╔══

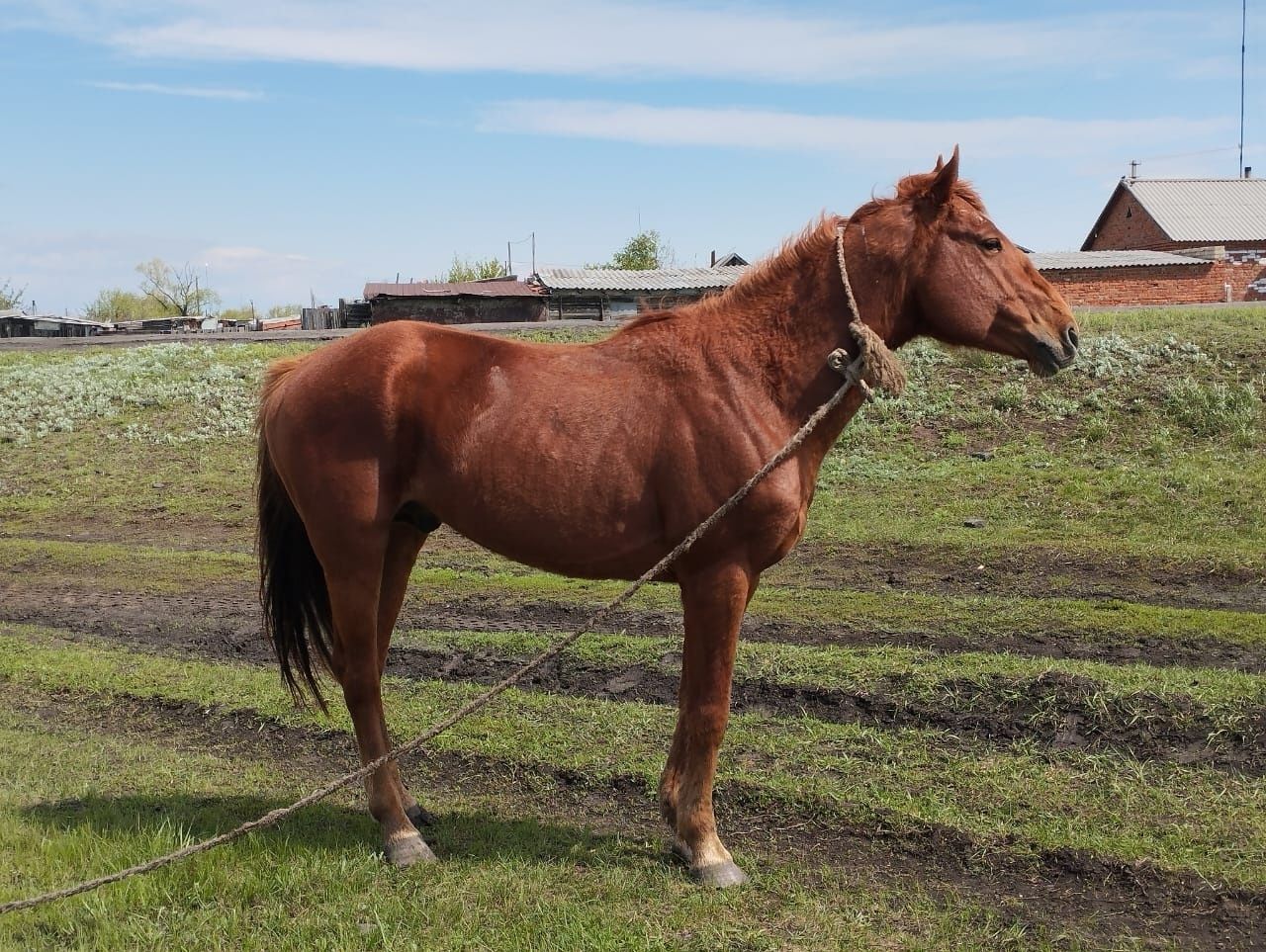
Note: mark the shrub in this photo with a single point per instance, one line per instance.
(1213, 409)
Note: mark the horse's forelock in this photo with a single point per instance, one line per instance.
(916, 186)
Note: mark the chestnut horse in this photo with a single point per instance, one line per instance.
(595, 460)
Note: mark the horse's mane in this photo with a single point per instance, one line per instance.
(810, 246)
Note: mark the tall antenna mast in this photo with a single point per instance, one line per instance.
(1243, 43)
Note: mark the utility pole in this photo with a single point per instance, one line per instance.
(1243, 44)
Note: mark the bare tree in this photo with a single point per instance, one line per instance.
(175, 289)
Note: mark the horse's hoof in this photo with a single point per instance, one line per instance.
(719, 875)
(404, 852)
(420, 817)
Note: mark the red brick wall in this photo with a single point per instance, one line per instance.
(1171, 284)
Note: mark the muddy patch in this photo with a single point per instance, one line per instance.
(1032, 571)
(230, 614)
(1083, 897)
(1054, 709)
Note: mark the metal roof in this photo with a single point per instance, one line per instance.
(439, 289)
(1204, 209)
(1086, 260)
(659, 280)
(49, 318)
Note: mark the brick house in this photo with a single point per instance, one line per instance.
(1221, 220)
(456, 303)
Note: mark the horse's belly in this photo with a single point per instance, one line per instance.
(556, 535)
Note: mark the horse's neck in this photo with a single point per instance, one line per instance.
(791, 327)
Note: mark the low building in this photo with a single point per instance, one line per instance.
(456, 303)
(611, 294)
(14, 323)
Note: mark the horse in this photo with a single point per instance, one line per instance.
(593, 460)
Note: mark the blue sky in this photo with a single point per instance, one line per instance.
(309, 145)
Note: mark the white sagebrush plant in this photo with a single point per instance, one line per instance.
(202, 397)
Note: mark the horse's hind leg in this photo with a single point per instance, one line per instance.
(355, 578)
(403, 546)
(714, 604)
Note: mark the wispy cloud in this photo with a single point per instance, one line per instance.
(844, 134)
(195, 91)
(613, 37)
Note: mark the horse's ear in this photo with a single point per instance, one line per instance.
(946, 175)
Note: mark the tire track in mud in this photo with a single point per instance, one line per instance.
(1057, 711)
(231, 612)
(1068, 893)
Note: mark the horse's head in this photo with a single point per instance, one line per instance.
(967, 284)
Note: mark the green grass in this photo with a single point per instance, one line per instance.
(507, 880)
(148, 568)
(1181, 818)
(1153, 448)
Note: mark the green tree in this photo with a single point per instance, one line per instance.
(10, 297)
(176, 289)
(114, 303)
(473, 270)
(645, 251)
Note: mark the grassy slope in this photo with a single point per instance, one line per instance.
(1180, 818)
(1152, 448)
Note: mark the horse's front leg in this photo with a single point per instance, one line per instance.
(714, 603)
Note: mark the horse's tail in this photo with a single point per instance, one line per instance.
(297, 614)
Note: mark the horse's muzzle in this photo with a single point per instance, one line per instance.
(1047, 359)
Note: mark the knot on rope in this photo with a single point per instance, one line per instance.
(878, 365)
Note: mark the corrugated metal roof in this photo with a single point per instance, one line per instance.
(1086, 260)
(659, 280)
(438, 289)
(50, 318)
(1204, 209)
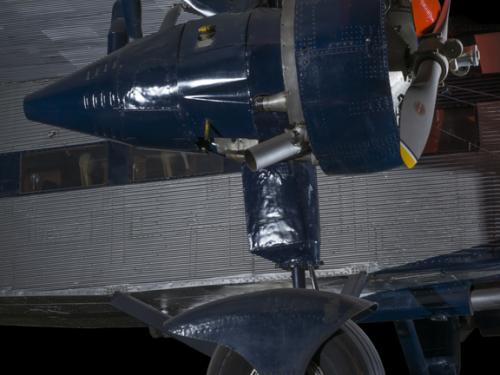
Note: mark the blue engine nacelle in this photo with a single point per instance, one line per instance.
(313, 76)
(160, 91)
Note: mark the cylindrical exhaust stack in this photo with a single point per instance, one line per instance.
(282, 147)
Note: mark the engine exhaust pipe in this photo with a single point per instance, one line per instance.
(284, 146)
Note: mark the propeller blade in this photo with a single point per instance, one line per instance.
(417, 111)
(171, 17)
(132, 12)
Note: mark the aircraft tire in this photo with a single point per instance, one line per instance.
(348, 352)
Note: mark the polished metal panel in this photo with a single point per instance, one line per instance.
(186, 232)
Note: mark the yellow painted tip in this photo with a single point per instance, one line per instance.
(408, 159)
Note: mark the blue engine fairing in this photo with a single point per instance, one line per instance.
(282, 213)
(343, 72)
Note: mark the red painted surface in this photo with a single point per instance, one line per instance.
(425, 14)
(489, 48)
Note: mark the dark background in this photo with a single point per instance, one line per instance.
(64, 350)
(121, 350)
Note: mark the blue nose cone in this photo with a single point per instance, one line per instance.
(80, 102)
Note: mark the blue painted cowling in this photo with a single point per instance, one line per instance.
(161, 90)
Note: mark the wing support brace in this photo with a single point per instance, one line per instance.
(277, 331)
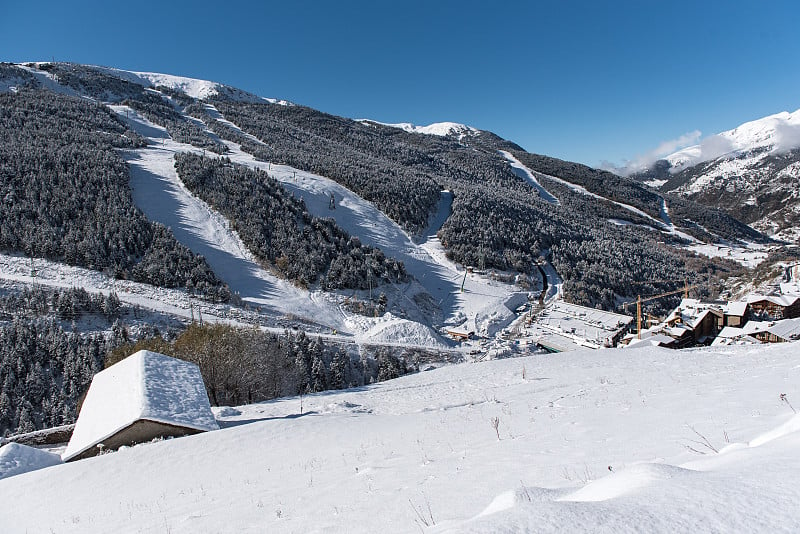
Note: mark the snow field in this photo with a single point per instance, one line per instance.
(425, 259)
(424, 448)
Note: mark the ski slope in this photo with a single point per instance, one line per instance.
(609, 440)
(477, 307)
(159, 193)
(525, 173)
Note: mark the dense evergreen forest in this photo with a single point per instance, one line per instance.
(241, 365)
(65, 195)
(158, 106)
(498, 220)
(46, 364)
(698, 220)
(278, 229)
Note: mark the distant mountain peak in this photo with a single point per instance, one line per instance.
(442, 129)
(775, 133)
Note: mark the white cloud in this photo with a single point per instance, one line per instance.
(644, 161)
(713, 147)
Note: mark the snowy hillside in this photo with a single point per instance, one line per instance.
(751, 171)
(779, 132)
(633, 440)
(437, 128)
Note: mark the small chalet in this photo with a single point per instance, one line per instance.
(761, 331)
(702, 320)
(735, 313)
(145, 396)
(774, 307)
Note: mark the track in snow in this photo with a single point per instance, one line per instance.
(159, 193)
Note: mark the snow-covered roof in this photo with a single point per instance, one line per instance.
(16, 459)
(781, 300)
(144, 386)
(651, 341)
(736, 308)
(788, 329)
(790, 288)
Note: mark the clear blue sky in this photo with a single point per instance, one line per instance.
(581, 80)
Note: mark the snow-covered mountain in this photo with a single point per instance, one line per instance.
(776, 133)
(437, 128)
(751, 171)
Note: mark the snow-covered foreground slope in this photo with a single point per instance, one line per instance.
(590, 441)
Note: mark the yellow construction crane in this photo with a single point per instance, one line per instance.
(639, 301)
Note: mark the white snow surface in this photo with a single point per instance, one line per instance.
(442, 129)
(525, 173)
(778, 132)
(423, 256)
(590, 441)
(16, 459)
(146, 385)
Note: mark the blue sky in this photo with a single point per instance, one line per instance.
(586, 81)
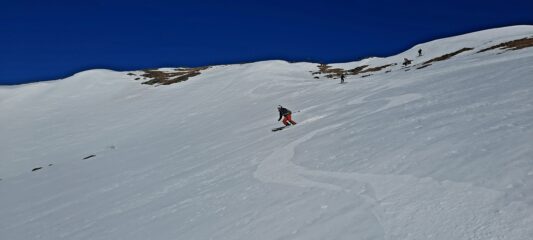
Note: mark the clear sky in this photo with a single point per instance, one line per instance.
(46, 40)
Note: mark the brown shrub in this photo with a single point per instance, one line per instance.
(446, 56)
(167, 78)
(512, 45)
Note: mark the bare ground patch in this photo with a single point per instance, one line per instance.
(445, 56)
(166, 77)
(512, 45)
(337, 72)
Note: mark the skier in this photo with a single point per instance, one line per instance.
(406, 61)
(286, 113)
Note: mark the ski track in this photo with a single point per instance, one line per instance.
(396, 199)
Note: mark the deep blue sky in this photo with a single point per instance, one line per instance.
(46, 40)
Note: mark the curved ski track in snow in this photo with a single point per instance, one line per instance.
(396, 198)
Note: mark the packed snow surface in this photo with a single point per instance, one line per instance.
(444, 152)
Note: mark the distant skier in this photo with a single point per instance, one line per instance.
(286, 114)
(406, 61)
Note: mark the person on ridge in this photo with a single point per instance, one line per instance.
(286, 114)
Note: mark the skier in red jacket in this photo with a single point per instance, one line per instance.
(286, 114)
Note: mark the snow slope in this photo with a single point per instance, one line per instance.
(443, 152)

╚══

WHAT YOU ARE ASKED TO DO
What is needed is a word-for-word transcription of all the entries, with the pictures dropped.

SOLUTION FOR THIS TASK
Note: mark the shrub in this photo with a single point per instance, one line per instance.
(1213, 409)
Note: mark the horse's forelock in this photo with a single point per instance, one line per instance.
(916, 186)
Note: mark the chestnut horse in this photo with a single point per instance, one line per instance.
(595, 460)
Note: mark the horse's mane in this photo with a single point per instance, one line per instance.
(810, 246)
Note: mark the tall antenna mast in this photo with a single point per instance, one line per instance.
(1243, 43)
Note: mark the utility pole in this photo with a single point per instance, one line per instance.
(1243, 44)
Note: mark the bare tree in this photo with a single point per instance, one line per instance.
(175, 289)
Note: mark the horse's hoof in this photo with a single point per instance, one line per instance.
(719, 875)
(404, 852)
(420, 817)
Note: mark the red brick wall in this photo with a single point per instance, one line per instance.
(1171, 284)
Note: mark the muddy patch in this photo with a single point per instance, one line per instance.
(1032, 571)
(230, 614)
(1083, 897)
(1054, 709)
Note: mark the metal roof in this photo with a single point per instance, one line per instance.
(439, 289)
(1204, 209)
(1086, 260)
(659, 280)
(49, 318)
Note: mark the brick house in this photo with a single point per instance, one line per instance.
(1221, 220)
(456, 303)
Note: mark the horse's belly in this photo with a single point per instance, one line per instance.
(556, 535)
Note: mark the horse's neck in this photo with a single point per instance, one line per instance.
(791, 327)
Note: mark the low building in this photo with a single point per instance, one line per instance.
(456, 303)
(611, 294)
(14, 323)
Note: mark the horse in this photo with a single point per instance, one line per instance.
(593, 460)
Note: mark the blue sky in this photo with a single point per instance, one line per instance.
(309, 145)
Note: mark the white sagebrush plant in this photo with a single point per instance, one line per instance.
(202, 397)
Note: mark the horse's hind leg in this photo with a single point per instance, one line per instance.
(355, 578)
(403, 546)
(714, 604)
Note: mark the wispy cloud in this photo with a single point per instance, one line per instance.
(844, 134)
(195, 91)
(613, 37)
Note: mark the horse's ear in this photo with a single point per instance, one line per instance.
(946, 175)
Note: mark the tire track in mud in this photo with a single point per instance, one line per instance.
(1057, 711)
(231, 612)
(1068, 893)
Note: mark the horse's head in this photo with a single point per instance, one line per instance.
(967, 284)
Note: mark the green grass in this photo with a single point per instance, one line per instance.
(507, 880)
(148, 568)
(1181, 818)
(1153, 448)
Note: mark the green tree in this photo with a single point per instance, one line per instance.
(10, 297)
(176, 289)
(114, 303)
(473, 270)
(645, 251)
Note: mark the grassy slope in this photo with a single point per instance, one line per instance.
(1180, 818)
(1152, 448)
Note: mark the horse's front leg in this photo with a single point per instance, one line per instance.
(714, 603)
Note: mark the horse's tail in this photo with a single point per instance, one line per instance.
(297, 614)
Note: mark the horse's muzzle in this photo with a single point per instance, one line per instance.
(1047, 359)
Note: mark the knot on rope in this photo with a single point per instance, one line per instance.
(878, 365)
Note: mark the corrugated metal roof in this photo with a single point per instance, one line per instance.
(1086, 260)
(659, 280)
(438, 289)
(50, 318)
(1204, 209)
Note: mark the blue engine nacelle in this photo with a single point per instance, one line per instance.
(313, 76)
(160, 91)
Note: mark the cylindrical exhaust stack in this photo with a single point per instance, one line per instance.
(282, 147)
Note: mark the engine exhaust pipe in this photo with a single point per instance, one line per instance.
(284, 146)
Note: mark the propeller blade in this photo with a single point per instance, one line per instance.
(417, 111)
(171, 17)
(132, 12)
Note: mark the aircraft tire in this photo with a single point per instance, one line per instance.
(348, 352)
Note: mark the polished metal panel in this photo with a single point per instance, one line per instance.
(186, 232)
Note: mark the yellow painted tip in this photo with a single point per instance, one line per instance.
(408, 159)
Note: mark the blue engine fairing in this photo with a single point per instance, one line per instance.
(282, 213)
(343, 72)
Note: mark the red painted surface in this photo with a single point per instance, one line per instance.
(425, 14)
(489, 48)
Note: mark the dark background in this photo with a single point per instance, one line per instance.
(64, 350)
(121, 350)
Note: mark the blue nose cone in this photo with a single point per instance, one line per instance.
(80, 102)
Note: mark the blue painted cowling in this photo with a single point per instance, one line per instance.
(161, 90)
Note: mark the wing support brace in this photo with a single point per instance, one line per instance.
(277, 331)
Note: mark the snow field in this photo with a single point per instance, one line per instance.
(425, 259)
(424, 448)
Note: mark the ski slope in this photo with a single point per instance, one line per instance.
(609, 440)
(477, 307)
(159, 193)
(525, 173)
Note: mark the dense evergreen forest in this photo with a single point per instance, one line per instance.
(241, 365)
(65, 195)
(158, 106)
(498, 220)
(46, 364)
(698, 220)
(278, 229)
Note: mark the distant mountain peak in this photo with a single point per instance, one line per instance.
(442, 129)
(775, 133)
Note: mark the white cloud in this photo with a single point per instance, one line per instance.
(644, 161)
(713, 147)
Note: mark the snowy hillside in this photo with a single point per instance, one line per instance.
(751, 171)
(779, 132)
(633, 440)
(437, 128)
Note: mark the small chalet in this photo with a single point per instance, one line per instance.
(761, 331)
(702, 320)
(735, 313)
(145, 396)
(774, 307)
Note: mark the track in snow in this photo with a single point per instance, one line per instance.
(159, 193)
Note: mark the snow-covered roof in this photo with a single point per instance, one line per instance.
(16, 459)
(781, 300)
(144, 386)
(651, 341)
(736, 308)
(788, 329)
(790, 288)
Note: mark the clear blue sky in this photo with a single point per instance, one line per instance.
(581, 80)
Note: mark the snow-covered mountain in this photo with a single point per instance, one line per instance.
(776, 133)
(437, 128)
(751, 171)
Note: mark the snow-covered foreground slope in this photo with a single point per instance, one line per instance.
(590, 441)
Note: mark the yellow construction crane in this photo with a single point per instance, one line per instance.
(639, 301)
Note: mark the white snow surface in this photo with a single point per instance, one line per instance.
(442, 129)
(525, 173)
(778, 132)
(423, 256)
(590, 441)
(16, 459)
(146, 385)
Note: mark the blue sky in this photo with a single point per instance, one line per instance.
(586, 81)
Note: mark the clear sky in this photo with a single point per instance, one line per instance.
(46, 40)
Note: mark the brown shrub in this photo with a single point per instance, one line per instance.
(446, 56)
(167, 78)
(512, 45)
Note: mark the bare ground patch in this photo with a single point per instance, one line per instance.
(445, 56)
(166, 77)
(512, 45)
(337, 72)
Note: mark the skier in this photo with a single point per instance, one line per instance.
(406, 61)
(286, 113)
Note: mark the ski track in this photo with a single point per instance, one line per instance.
(396, 199)
Note: mark the deep blue sky in this photo with a single point per instance, one line per instance.
(46, 40)
Note: mark the curved ski track in snow in this photo with a single point per instance, one line per instance.
(396, 198)
Note: mark the packed snow surface in this photo with a single point per instance, one line per instance.
(444, 152)
Note: mark the distant skier in this photo with a single point per instance, one line per instance.
(286, 114)
(406, 61)
Note: mark the person on ridge in this photo with a single point per instance, one line per instance.
(286, 114)
Note: mark the skier in red jacket in this photo with a single point per instance, one line per instance.
(286, 114)
Note: mark the snow slope in this photo with a single point per instance, one line per instance.
(443, 152)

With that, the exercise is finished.